■ WRITTEN TASK
Rewrite the lines below as a JSON list of strings with one string per line, leaving out any blank lines.

####

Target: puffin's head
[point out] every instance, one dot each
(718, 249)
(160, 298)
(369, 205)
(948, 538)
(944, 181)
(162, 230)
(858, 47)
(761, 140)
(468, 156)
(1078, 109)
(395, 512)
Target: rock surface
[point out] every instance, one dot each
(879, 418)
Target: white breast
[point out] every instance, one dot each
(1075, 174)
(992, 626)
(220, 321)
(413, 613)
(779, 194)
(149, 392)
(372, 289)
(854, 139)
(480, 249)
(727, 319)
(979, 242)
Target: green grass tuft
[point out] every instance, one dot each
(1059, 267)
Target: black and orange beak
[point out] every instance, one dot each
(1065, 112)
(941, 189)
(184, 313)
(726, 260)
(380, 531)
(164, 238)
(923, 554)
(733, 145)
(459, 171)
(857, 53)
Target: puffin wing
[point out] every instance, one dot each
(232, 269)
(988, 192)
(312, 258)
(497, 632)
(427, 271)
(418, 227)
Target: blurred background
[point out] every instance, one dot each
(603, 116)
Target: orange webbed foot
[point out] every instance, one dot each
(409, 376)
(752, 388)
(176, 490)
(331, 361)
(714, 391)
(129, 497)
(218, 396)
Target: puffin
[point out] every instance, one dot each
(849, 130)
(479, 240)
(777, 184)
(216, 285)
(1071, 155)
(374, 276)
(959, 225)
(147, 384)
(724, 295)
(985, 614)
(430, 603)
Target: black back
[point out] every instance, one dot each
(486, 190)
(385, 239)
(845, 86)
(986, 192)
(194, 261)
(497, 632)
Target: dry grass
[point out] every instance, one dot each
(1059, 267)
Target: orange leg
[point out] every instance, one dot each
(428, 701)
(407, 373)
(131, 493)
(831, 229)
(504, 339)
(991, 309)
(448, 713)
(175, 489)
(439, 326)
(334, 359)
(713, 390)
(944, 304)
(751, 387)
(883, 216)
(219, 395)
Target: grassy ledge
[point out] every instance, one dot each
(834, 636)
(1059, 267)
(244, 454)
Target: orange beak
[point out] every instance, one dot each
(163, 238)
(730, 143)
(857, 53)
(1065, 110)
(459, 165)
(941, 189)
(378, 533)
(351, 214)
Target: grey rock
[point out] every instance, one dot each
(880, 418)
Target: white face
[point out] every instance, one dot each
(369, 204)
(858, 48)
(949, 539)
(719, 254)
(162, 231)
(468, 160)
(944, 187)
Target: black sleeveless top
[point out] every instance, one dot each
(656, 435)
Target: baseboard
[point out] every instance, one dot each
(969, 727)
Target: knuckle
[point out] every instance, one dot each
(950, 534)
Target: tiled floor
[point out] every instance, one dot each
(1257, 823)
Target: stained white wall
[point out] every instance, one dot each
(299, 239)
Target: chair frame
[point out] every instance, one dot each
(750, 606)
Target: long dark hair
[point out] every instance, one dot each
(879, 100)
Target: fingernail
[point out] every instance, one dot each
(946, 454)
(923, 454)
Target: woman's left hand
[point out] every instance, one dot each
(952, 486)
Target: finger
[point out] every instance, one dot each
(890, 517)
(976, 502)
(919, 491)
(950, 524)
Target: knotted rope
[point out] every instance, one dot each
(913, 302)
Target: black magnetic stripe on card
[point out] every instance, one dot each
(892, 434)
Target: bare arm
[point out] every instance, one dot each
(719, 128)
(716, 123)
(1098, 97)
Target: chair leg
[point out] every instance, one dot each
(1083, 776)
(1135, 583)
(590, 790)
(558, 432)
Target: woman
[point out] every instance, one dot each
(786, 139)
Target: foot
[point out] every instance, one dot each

####

■ FULL ANSWER
[
  "Target: puffin's head",
  "[point out] every instance, one dot each",
  "(718, 249)",
  "(160, 298)",
  "(369, 205)",
  "(948, 538)",
  "(944, 181)",
  "(162, 230)",
  "(858, 47)",
  "(761, 140)",
  "(468, 156)",
  "(1078, 109)",
  "(395, 512)",
  "Target: rock surface",
  "[point out] every instance, one dot each",
  "(879, 418)",
  "Target: white breast",
  "[point out] every instance, one dot each",
  "(1075, 174)",
  "(992, 626)",
  "(220, 321)",
  "(413, 613)",
  "(779, 194)",
  "(149, 392)",
  "(372, 289)",
  "(854, 139)",
  "(480, 249)",
  "(727, 319)",
  "(979, 242)",
  "Target: green grass tuft",
  "[point out] every instance, one dot each",
  "(1059, 267)",
  "Target: black and orange beak",
  "[point out] every instance, one dot each",
  "(1065, 112)",
  "(941, 189)",
  "(184, 313)",
  "(726, 260)",
  "(380, 531)",
  "(164, 238)",
  "(923, 554)",
  "(733, 145)",
  "(459, 171)",
  "(857, 53)",
  "Target: puffin wing",
  "[point out] every instance, one dot each",
  "(232, 269)",
  "(988, 192)",
  "(312, 258)",
  "(497, 632)",
  "(427, 271)",
  "(418, 227)",
  "Target: blurred background",
  "[point out] every instance, one dot each",
  "(603, 116)",
  "Target: orange webbed foot",
  "[point out] every instance, one dot each",
  "(409, 376)",
  "(752, 388)",
  "(176, 490)",
  "(331, 361)",
  "(714, 391)",
  "(129, 497)",
  "(218, 396)",
  "Target: puffin",
  "[point out] every instance, one dot each",
  "(849, 130)",
  "(479, 240)",
  "(777, 184)",
  "(216, 285)",
  "(1071, 155)",
  "(374, 276)",
  "(959, 225)",
  "(147, 384)",
  "(724, 295)",
  "(985, 614)",
  "(430, 603)",
  "Target: black back",
  "[point out] every instance, one dot each",
  "(486, 190)",
  "(385, 239)",
  "(845, 86)",
  "(986, 192)",
  "(194, 261)",
  "(497, 632)",
  "Target: dry grass",
  "[point out] every instance, one dot each",
  "(1059, 267)",
  "Target: orange leg",
  "[point out] every instance, one dot each",
  "(428, 701)",
  "(407, 373)",
  "(131, 493)",
  "(831, 229)",
  "(504, 339)",
  "(991, 309)",
  "(448, 713)",
  "(175, 489)",
  "(439, 326)",
  "(334, 359)",
  "(713, 390)",
  "(944, 304)",
  "(751, 387)",
  "(883, 216)",
  "(219, 395)",
  "Target: grassy ledge",
  "[point out] every instance, one dot each",
  "(834, 636)",
  "(1059, 267)",
  "(244, 454)",
  "Target: orange beak",
  "[point out] every instance, one dot each",
  "(163, 238)",
  "(730, 143)",
  "(857, 53)",
  "(1065, 110)",
  "(459, 165)",
  "(941, 189)",
  "(378, 533)",
  "(351, 214)",
  "Target: grey rock",
  "[point out] every instance, one dot each",
  "(880, 418)",
  "Target: white face",
  "[point out] every instance, one dot each",
  "(369, 204)",
  "(858, 48)",
  "(949, 539)",
  "(719, 254)",
  "(162, 231)",
  "(468, 160)",
  "(944, 187)",
  "Target: black sleeveless top",
  "[point out] every instance, one dot each",
  "(656, 435)",
  "Target: baseboard",
  "[point out] every instance, one dot each",
  "(969, 727)",
  "Target: knuckle",
  "[point out] every instance, one dot each",
  "(950, 534)",
  "Target: tiled floor",
  "[point out] every instance, one dot each",
  "(1257, 823)",
  "Target: stained white wall",
  "[point out] every instance, one dot each",
  "(299, 239)",
  "Target: chair frame",
  "[point out] every instance, one dot each",
  "(750, 606)",
  "Target: long dark hair",
  "[point out] every instance, one dot each",
  "(879, 100)",
  "Target: fingernail",
  "[point out] every instance, one dot each",
  "(946, 454)",
  "(923, 454)",
  "Target: woman's left hand",
  "[point out] every instance, one dot each",
  "(952, 486)",
  "Target: finger",
  "[point out] every instance, one dot each",
  "(890, 517)",
  "(976, 502)",
  "(919, 491)",
  "(950, 524)",
  "Target: knotted rope",
  "[point out] every instance, one dot each",
  "(913, 302)",
  "Target: black magnetic stripe on card",
  "[point out] every instance, one dot each",
  "(892, 434)",
  "Target: bare arm",
  "[point out] every instance, one dot each",
  "(719, 128)",
  "(716, 123)",
  "(1098, 97)",
  "Target: chair leg",
  "[point out] every instance, one dot each",
  "(1083, 776)",
  "(1135, 583)",
  "(590, 790)",
  "(558, 432)",
  "Target: woman",
  "[point out] every instance, one dot each",
  "(786, 139)",
  "Target: foot",
  "[point out] every instance, one dot each"
]